## Text section

Wed, 27 Jun 2001

BI sees 4.5% to 5.5% growth in 2002

JAKARTA (JP): Bank Indonesia predicted that the economy would enjoy higher growth of between 4.5 percent and 5.5 percent in 2002, compared to between 3 percent and 4 percent estimated for this year.

Speaking at a hearing session with the House of Representatives Commission IX on state budget and finance on Tuesday, Bank Indonesia Governor Sjahril Sabirin said that inflation next year would decline to a range of between 7 percent and 9 percent from between 8 percent and 10 percent in 2001.

Sjahril said that the exchange rate of the rupiah could strengthen to between Rp 8,000 and Rp 9,000 per U.S. dollar.

He added, however, that this macroeconomic target could be achieved only if social and political problems were resolved and that the economic restructuring program could be accelerated.

He particularly cautioned the slow progress in the restructuring of corporate overseas and domestic debts and in the restoration of the banking intermediation role that was still creating "serious" uncertainty in the economy.

Sjahril said that an improvement in the world's economy next year would have a positive effect on the local economy.

He said that domestic economic growth in 2002 would be driven by exports, consumption and investment.

He said that a stronger exchange rate of the rupiah next year would help pull down inflation.

Elsewhere, Sjahril said that the macroeconomic condition had not improved as significantly as expected at the beginning of this year due to the increase in risk and uncertainty.

He explained that the slow progress in the corporate restructuring program, deterioration in relations with the International Monetary Fund (IMF) and the worsening domestic political conditions had caused confidence in the economy to continue to plunge.

He added that economic slowdown in the world economy had also badly affected the local economy.

The worsening macroeconomic condition had prompted the government to revise the 2001 state budget and adopt painful measures, including raising fuel prices by an average of 30 percent, and electricity rates by 17.47 percent to prevent the budget deficit from widening to a dangerous level of 6 percent of gross domestic product (GDP).

## Data shown
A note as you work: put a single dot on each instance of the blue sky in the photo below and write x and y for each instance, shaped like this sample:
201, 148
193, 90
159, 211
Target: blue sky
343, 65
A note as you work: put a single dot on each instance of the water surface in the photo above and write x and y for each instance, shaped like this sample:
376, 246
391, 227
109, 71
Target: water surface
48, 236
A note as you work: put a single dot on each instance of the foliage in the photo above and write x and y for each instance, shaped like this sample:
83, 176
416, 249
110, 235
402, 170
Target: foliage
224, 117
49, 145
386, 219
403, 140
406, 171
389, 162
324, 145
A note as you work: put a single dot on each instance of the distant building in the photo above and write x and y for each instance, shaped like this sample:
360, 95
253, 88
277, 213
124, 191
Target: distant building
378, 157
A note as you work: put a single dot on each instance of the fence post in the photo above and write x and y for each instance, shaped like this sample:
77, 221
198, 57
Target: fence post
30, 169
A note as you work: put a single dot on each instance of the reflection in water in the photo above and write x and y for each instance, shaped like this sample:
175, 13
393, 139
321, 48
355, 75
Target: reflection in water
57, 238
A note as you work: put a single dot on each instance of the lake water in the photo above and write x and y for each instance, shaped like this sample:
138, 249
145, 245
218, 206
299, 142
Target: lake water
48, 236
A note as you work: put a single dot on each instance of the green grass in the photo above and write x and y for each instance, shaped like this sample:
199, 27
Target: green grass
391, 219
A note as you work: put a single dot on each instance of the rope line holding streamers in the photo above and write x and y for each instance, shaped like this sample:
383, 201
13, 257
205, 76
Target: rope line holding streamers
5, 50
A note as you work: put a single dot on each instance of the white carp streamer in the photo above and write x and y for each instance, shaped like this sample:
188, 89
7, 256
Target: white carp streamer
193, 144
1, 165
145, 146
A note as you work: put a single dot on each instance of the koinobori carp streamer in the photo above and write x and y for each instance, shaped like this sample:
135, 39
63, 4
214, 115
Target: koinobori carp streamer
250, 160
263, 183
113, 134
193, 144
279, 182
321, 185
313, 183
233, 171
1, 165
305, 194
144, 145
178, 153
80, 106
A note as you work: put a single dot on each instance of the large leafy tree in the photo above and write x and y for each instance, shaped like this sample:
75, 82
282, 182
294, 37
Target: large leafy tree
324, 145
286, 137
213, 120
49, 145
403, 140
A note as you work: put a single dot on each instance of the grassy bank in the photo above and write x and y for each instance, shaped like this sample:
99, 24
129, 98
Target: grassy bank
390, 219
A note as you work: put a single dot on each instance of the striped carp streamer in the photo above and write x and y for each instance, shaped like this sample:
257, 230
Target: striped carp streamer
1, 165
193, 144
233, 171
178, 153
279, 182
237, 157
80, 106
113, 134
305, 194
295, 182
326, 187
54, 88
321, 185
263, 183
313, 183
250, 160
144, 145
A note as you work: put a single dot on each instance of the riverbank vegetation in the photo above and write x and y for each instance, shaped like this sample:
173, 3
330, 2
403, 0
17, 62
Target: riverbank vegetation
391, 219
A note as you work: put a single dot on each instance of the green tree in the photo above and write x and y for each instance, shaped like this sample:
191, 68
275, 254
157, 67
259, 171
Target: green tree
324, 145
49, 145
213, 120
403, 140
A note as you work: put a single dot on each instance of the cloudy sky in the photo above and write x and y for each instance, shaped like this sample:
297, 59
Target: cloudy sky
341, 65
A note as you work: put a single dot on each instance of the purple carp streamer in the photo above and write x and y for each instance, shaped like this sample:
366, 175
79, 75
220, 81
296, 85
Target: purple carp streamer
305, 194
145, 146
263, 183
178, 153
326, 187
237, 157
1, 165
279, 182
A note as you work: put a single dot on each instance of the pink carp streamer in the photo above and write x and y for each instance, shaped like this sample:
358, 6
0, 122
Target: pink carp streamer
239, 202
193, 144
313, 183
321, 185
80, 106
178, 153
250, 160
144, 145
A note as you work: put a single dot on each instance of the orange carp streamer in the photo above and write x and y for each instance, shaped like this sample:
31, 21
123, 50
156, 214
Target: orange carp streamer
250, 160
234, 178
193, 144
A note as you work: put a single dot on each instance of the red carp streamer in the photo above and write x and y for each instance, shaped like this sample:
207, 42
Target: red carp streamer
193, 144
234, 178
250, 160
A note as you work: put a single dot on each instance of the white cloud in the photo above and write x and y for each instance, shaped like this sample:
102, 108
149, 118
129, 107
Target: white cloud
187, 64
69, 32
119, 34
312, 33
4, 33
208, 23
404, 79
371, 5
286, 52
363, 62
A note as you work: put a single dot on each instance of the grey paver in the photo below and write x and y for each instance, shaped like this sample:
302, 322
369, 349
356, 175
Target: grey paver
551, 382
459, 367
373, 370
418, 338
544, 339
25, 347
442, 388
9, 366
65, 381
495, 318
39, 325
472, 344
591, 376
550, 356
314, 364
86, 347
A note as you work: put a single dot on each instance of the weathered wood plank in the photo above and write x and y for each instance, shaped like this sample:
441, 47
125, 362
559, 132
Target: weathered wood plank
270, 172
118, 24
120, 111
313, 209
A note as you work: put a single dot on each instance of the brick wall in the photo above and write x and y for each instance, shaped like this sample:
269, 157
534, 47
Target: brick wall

## Stated goal A
Answer these questions using the Bank Indonesia article:
(i) What inflation range is forecast for 2002?
(ii) By what average percentage were fuel prices raised?
(iii) What exchange rate range per U.S. dollar could the rupiah strengthen to?
## Stated goal B
Please write out the entries starting with the line that contains "of the grey" and going on through the last line of the entries.
The entries have no connection to the Bank Indonesia article.

## Complete output A
(i) Between 7 percent and 9 percent.
(ii) 30 percent.
(iii) Between Rp 8,000 and Rp 9,000.

## Complete output B
A note as you work: put a single dot on each instance of the grey paver in the photo below and write x and y for each instance, shaped like this sample:
302, 322
369, 349
356, 175
Target: grey paver
551, 382
459, 367
373, 370
418, 338
544, 339
25, 347
442, 388
9, 366
65, 381
495, 318
39, 325
472, 344
591, 376
550, 356
314, 364
86, 347
A note as you work: put a single dot on each instance of the weathered wood plank in the photo above and write x and y for each instance, shaped like this sample:
441, 47
125, 362
559, 132
Target: weathered wood plank
270, 172
118, 24
120, 111
313, 209
A note as you work: put a single dot on each instance of the brick wall in the photo above and write x and y for each instance, shaped like this sample:
269, 157
534, 47
Target: brick wall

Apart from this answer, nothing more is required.